Update the items from the start through the line containing "[(337, 289)]", replacing every "drop" with "place" and keeping everything else unchanged. Leave the pictures out of your answer.
**** Information given ****
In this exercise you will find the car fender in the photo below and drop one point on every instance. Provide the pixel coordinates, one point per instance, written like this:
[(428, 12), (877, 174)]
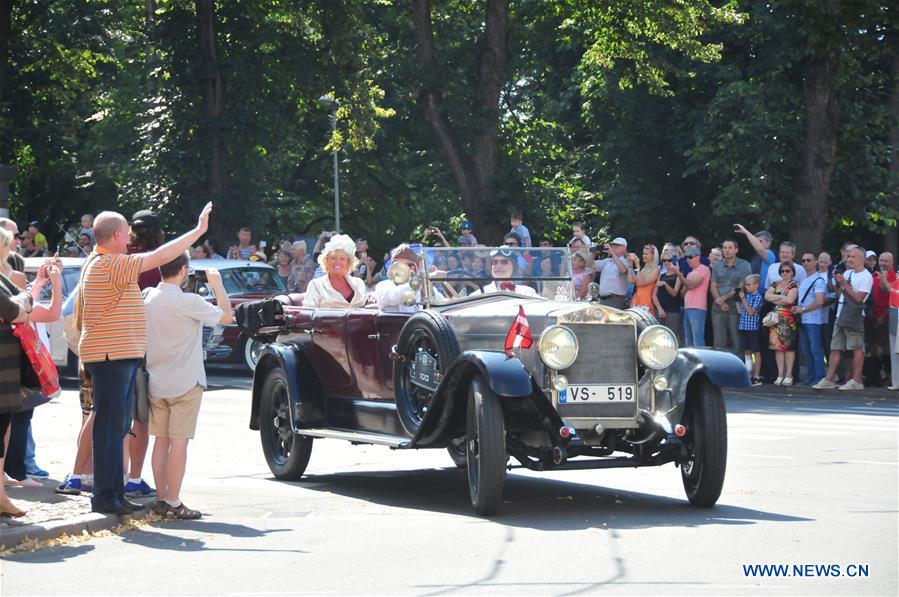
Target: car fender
[(721, 368), (304, 388), (506, 376)]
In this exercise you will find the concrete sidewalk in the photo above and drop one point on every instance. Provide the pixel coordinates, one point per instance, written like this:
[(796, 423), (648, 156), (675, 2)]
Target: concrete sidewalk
[(51, 515)]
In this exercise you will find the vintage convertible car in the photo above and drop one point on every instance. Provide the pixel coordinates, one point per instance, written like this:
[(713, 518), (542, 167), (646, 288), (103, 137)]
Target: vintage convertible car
[(489, 375)]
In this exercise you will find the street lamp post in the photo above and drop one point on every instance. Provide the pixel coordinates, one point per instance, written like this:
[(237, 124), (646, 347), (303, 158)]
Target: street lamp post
[(326, 102)]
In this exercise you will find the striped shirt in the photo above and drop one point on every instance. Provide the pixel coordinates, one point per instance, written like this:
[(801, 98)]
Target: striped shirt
[(751, 322), (114, 321)]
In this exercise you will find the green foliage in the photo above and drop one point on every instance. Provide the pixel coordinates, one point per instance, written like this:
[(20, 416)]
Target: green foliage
[(648, 118)]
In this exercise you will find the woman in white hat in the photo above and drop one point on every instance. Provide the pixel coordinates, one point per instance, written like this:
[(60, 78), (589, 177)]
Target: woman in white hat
[(337, 289)]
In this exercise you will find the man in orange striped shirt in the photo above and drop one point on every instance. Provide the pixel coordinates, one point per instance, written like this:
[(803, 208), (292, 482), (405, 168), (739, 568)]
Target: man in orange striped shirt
[(114, 339)]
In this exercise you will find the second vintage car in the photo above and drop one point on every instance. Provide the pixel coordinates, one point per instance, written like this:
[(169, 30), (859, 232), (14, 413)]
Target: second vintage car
[(489, 375)]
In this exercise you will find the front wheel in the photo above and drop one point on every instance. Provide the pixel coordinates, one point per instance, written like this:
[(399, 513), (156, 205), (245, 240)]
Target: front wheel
[(286, 453), (706, 421), (485, 448)]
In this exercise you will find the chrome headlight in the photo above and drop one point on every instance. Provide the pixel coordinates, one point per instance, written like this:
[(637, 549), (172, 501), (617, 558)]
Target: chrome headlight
[(558, 347), (657, 347)]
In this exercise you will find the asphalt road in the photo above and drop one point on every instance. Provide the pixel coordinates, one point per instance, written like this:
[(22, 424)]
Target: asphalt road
[(810, 481)]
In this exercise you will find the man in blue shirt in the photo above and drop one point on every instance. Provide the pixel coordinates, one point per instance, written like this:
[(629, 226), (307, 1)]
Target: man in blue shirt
[(520, 229), (761, 242)]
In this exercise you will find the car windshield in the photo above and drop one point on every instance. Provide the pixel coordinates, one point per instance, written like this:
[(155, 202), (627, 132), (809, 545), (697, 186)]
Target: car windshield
[(459, 272), (246, 280)]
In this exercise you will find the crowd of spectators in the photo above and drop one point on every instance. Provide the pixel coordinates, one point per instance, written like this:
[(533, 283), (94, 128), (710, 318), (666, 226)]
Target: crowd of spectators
[(765, 308)]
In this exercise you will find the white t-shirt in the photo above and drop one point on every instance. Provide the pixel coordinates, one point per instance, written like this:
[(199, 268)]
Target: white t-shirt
[(774, 274), (861, 281), (175, 321)]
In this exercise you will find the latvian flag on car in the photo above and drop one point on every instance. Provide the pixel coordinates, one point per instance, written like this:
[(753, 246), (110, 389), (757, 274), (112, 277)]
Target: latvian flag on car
[(519, 335)]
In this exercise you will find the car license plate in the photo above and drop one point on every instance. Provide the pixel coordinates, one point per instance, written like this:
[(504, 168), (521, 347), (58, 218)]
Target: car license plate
[(597, 394)]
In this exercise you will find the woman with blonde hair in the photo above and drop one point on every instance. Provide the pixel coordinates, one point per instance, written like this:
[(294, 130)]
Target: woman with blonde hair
[(337, 289), (644, 280)]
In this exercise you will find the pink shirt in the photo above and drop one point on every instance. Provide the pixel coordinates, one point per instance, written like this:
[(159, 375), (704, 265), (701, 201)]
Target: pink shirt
[(698, 298)]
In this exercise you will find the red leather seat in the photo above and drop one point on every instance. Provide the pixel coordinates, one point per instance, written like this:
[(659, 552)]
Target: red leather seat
[(294, 299)]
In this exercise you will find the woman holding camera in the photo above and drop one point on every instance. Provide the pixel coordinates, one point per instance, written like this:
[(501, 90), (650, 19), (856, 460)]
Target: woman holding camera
[(782, 336)]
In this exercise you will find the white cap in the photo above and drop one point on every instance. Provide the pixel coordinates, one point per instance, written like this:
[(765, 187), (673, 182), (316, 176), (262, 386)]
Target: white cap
[(340, 242)]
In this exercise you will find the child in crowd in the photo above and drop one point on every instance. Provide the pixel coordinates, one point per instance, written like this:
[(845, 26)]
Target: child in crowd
[(749, 307)]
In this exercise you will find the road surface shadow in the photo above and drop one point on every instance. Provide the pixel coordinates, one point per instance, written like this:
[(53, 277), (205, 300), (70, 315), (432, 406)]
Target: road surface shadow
[(539, 503)]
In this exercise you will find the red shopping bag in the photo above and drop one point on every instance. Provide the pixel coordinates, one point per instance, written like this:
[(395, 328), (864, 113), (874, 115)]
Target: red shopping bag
[(39, 358)]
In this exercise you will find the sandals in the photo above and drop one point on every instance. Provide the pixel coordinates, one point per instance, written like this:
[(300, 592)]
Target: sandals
[(9, 510), (180, 512)]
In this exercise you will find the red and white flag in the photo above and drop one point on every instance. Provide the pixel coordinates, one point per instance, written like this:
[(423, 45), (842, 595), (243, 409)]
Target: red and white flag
[(519, 335)]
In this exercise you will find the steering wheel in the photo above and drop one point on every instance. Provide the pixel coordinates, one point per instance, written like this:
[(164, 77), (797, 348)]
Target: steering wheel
[(461, 288)]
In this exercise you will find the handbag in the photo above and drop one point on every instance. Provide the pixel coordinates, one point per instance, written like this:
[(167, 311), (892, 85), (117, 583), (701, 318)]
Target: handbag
[(38, 370), (771, 319), (142, 394)]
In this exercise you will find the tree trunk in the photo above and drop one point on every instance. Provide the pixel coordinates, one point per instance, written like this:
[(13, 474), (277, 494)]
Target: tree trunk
[(214, 94), (891, 239), (473, 165), (818, 155)]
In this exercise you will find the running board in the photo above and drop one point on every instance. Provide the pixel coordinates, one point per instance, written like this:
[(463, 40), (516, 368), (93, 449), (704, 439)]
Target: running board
[(359, 437)]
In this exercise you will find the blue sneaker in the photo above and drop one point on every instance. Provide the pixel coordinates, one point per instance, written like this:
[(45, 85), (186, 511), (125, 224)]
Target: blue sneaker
[(138, 489), (69, 486), (37, 472)]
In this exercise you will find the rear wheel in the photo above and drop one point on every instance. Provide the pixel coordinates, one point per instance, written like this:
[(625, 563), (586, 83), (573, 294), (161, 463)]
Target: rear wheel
[(485, 448), (286, 453), (706, 421)]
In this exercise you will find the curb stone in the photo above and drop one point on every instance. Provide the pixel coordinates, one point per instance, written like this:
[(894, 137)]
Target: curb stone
[(14, 535)]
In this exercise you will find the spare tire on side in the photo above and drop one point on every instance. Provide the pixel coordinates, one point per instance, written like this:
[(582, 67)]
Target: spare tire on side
[(425, 349)]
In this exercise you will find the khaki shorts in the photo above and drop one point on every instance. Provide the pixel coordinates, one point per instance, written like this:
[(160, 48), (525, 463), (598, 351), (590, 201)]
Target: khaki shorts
[(844, 339), (176, 417)]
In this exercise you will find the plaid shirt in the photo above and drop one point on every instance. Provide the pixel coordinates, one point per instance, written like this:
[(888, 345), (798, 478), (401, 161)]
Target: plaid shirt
[(747, 321)]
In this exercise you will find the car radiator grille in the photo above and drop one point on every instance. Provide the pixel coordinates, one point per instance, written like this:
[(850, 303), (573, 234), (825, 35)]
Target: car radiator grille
[(607, 355)]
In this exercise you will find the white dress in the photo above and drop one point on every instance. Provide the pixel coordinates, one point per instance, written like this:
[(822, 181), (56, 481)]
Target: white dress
[(320, 293)]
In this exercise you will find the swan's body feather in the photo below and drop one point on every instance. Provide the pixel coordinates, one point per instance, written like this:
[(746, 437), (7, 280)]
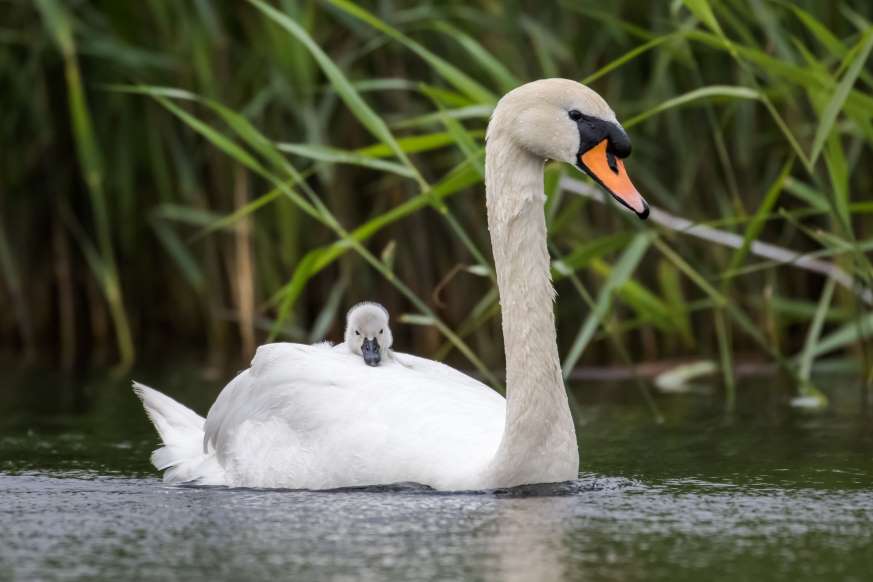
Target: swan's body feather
[(317, 417)]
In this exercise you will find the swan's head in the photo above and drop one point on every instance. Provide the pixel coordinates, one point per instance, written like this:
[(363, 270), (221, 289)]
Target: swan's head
[(563, 120), (367, 332)]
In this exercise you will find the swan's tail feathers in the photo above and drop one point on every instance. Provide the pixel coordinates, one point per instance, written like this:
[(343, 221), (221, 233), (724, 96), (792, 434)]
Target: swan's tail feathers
[(181, 430)]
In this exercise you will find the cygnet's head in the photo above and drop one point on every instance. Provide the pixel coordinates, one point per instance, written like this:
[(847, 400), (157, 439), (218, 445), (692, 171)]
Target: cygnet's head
[(367, 332), (563, 120)]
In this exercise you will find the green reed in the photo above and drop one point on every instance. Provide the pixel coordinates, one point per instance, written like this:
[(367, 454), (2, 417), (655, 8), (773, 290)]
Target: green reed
[(218, 174)]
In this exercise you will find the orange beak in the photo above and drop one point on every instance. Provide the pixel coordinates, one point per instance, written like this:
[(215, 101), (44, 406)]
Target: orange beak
[(609, 172)]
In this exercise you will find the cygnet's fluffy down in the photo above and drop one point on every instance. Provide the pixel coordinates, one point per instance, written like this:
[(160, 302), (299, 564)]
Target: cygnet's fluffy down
[(367, 333)]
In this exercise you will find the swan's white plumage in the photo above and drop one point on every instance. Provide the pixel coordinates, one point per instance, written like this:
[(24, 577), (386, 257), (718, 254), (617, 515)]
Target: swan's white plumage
[(407, 420), (318, 417)]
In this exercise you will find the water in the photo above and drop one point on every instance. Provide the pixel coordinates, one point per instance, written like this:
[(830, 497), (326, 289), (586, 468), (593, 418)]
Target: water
[(769, 494)]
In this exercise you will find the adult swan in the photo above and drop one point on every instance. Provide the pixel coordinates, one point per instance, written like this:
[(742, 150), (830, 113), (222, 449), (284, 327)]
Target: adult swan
[(314, 418)]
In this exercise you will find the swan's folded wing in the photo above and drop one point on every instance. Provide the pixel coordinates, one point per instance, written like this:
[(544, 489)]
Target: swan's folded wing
[(312, 417), (438, 370)]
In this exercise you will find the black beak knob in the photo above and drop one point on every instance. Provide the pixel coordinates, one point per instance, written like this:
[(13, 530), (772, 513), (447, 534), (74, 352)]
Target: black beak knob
[(371, 352)]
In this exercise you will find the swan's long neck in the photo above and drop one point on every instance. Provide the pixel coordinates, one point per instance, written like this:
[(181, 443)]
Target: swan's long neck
[(539, 440)]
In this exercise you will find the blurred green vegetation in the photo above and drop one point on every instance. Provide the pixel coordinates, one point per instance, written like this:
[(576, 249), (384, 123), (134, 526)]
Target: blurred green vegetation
[(203, 175)]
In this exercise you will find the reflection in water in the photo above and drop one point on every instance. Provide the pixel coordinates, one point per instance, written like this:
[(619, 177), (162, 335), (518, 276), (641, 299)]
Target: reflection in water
[(529, 542)]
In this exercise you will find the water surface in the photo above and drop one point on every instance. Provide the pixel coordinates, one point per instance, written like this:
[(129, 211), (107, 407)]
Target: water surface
[(769, 493)]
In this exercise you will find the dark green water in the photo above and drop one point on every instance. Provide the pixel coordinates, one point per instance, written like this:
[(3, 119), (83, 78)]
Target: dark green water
[(769, 494)]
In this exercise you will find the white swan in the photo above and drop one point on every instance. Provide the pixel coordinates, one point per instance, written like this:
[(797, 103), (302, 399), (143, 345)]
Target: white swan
[(307, 417)]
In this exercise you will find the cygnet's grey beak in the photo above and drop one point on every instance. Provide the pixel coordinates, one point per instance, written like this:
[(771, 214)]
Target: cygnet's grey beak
[(371, 352)]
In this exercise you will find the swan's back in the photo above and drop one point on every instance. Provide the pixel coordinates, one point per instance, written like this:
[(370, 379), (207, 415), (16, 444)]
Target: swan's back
[(312, 417)]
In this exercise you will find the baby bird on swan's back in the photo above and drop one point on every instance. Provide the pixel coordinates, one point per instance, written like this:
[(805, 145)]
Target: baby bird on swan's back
[(367, 333)]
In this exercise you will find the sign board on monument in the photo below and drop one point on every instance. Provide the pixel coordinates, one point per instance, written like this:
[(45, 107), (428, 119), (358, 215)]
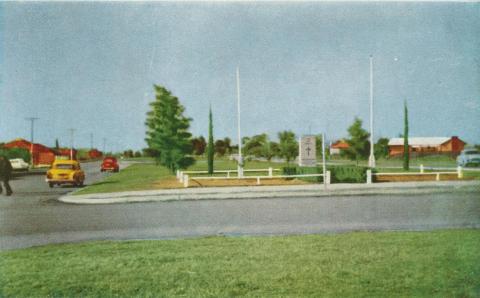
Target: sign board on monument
[(308, 152)]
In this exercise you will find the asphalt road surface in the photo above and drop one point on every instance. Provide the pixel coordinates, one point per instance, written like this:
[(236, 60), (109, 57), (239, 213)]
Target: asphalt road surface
[(33, 216)]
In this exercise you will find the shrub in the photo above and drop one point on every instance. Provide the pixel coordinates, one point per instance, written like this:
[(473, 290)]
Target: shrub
[(348, 174), (339, 174), (11, 153)]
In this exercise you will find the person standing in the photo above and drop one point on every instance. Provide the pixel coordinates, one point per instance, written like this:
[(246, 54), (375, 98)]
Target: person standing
[(5, 174)]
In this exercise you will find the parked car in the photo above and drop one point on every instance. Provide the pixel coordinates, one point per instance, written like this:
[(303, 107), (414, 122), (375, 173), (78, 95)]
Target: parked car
[(18, 164), (109, 164), (469, 157), (65, 172)]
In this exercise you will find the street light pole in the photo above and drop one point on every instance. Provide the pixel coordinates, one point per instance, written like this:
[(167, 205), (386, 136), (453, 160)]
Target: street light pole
[(371, 159), (72, 130), (32, 120), (240, 159)]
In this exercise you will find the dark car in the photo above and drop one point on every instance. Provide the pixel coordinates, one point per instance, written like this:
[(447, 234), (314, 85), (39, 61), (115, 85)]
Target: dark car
[(109, 164)]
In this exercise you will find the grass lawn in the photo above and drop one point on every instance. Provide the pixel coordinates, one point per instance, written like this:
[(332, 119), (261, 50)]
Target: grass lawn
[(148, 176), (363, 264)]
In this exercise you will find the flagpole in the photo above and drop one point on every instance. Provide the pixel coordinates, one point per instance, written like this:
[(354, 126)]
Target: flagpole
[(371, 159), (240, 159)]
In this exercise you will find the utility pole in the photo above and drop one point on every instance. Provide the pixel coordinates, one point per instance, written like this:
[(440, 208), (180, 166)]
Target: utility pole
[(72, 130), (323, 161), (32, 121), (240, 159), (104, 148), (371, 159)]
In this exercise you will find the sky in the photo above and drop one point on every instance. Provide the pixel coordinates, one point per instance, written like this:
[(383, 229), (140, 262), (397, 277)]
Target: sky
[(303, 67)]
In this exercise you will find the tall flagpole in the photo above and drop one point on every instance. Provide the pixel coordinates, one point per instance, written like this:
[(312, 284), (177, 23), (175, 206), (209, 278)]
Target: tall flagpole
[(240, 159), (371, 159)]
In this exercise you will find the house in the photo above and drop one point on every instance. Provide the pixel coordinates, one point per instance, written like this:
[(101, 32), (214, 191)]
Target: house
[(338, 146), (425, 146), (41, 155), (67, 152)]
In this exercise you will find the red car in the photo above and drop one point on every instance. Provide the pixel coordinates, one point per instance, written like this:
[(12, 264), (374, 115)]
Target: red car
[(109, 164)]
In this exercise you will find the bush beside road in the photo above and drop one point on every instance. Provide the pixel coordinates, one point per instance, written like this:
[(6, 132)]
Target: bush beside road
[(440, 263)]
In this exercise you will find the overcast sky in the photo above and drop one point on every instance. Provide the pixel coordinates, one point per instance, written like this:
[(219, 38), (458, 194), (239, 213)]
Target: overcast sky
[(303, 67)]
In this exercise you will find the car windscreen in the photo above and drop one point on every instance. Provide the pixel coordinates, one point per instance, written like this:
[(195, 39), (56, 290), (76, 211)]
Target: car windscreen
[(64, 166)]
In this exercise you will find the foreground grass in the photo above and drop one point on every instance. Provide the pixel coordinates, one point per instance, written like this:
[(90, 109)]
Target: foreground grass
[(440, 263)]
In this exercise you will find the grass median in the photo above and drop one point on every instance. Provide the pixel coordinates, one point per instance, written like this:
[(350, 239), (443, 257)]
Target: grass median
[(364, 264)]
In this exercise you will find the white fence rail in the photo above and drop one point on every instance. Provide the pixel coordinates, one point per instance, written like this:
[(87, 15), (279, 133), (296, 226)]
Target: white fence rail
[(458, 172), (186, 179)]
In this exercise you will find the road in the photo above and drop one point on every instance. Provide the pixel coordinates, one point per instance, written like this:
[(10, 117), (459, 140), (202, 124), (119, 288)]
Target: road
[(33, 216)]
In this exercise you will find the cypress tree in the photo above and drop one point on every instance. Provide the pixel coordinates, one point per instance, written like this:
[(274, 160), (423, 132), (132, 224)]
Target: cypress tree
[(210, 146), (406, 151)]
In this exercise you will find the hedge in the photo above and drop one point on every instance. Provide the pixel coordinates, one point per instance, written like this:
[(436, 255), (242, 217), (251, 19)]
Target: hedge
[(11, 153), (339, 174)]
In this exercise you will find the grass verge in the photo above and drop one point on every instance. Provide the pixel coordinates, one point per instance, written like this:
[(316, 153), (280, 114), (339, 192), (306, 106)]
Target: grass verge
[(365, 264)]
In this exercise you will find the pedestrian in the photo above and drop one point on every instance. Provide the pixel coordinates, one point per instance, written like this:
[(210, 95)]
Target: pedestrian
[(5, 174)]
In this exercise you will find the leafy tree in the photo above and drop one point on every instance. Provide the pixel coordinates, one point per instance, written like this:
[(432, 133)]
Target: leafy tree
[(288, 146), (255, 145), (199, 144), (128, 153), (228, 145), (358, 142), (210, 148), (167, 131), (220, 147), (270, 149), (406, 151), (381, 148), (149, 152)]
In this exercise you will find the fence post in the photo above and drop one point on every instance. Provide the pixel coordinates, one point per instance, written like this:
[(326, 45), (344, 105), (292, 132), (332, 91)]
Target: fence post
[(460, 172)]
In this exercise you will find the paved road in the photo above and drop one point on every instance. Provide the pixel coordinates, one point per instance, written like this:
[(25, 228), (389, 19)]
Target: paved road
[(33, 217)]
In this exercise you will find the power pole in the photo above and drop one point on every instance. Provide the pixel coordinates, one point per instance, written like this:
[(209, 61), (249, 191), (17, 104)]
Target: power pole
[(32, 121), (240, 159), (371, 159), (72, 130)]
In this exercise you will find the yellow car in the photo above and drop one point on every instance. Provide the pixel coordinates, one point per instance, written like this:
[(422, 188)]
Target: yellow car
[(65, 172)]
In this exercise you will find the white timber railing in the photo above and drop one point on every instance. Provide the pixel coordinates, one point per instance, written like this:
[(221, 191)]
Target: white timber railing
[(184, 178), (437, 174)]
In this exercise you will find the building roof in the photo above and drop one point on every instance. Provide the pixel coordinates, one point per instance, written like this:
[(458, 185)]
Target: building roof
[(420, 142)]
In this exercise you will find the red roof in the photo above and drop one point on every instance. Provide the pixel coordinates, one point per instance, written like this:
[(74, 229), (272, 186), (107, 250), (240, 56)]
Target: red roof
****
Task result:
In this exercise you will find the car fender in the photo below and place one point on every instance. Provide the pixel coordinates, one point per instance, written like this:
[(428, 12), (877, 174)]
Target: car fender
[(721, 368), (304, 388), (506, 376)]
In this exercise you will find the concrete sidewalk in the photo above and place one point on every instance. Provide the pixel coordinates, one point per instance, written like this:
[(796, 423), (648, 156), (675, 2)]
Target: concrete sidewalk
[(51, 515)]
In this exercise you will find the vintage convertible car in the photo above and place one point on every instance. Provide the pixel coordinates, one point per instance, written like this:
[(713, 518), (542, 167), (646, 288), (103, 137)]
Target: vintage convertible car
[(489, 375)]
In this exercise you will find the street lamp post in the photo above and place one point on every instance. Provide the pixel coordinates, one point per instance, written like this:
[(237, 124), (646, 347), (303, 158)]
Target: street lamp post
[(326, 102)]
In this exercise you will find the striped shirt in the photo above and place one point on every instance. Provide the pixel coordinates, one point per instance, written like this:
[(801, 98)]
Target: striped shirt
[(751, 322), (114, 321)]
In this exercise you will find the green foliage in the photo above and place one point on every instance. Provide the pixel coordinates, one point per instance, written like this:
[(20, 416)]
Target: green foliage
[(648, 118)]
In this exercise you will find the woman in white hat in the photo above and place one point on every instance. Provide the pixel coordinates, one point per instance, written like this:
[(60, 78), (589, 177)]
Target: woman in white hat
[(337, 289)]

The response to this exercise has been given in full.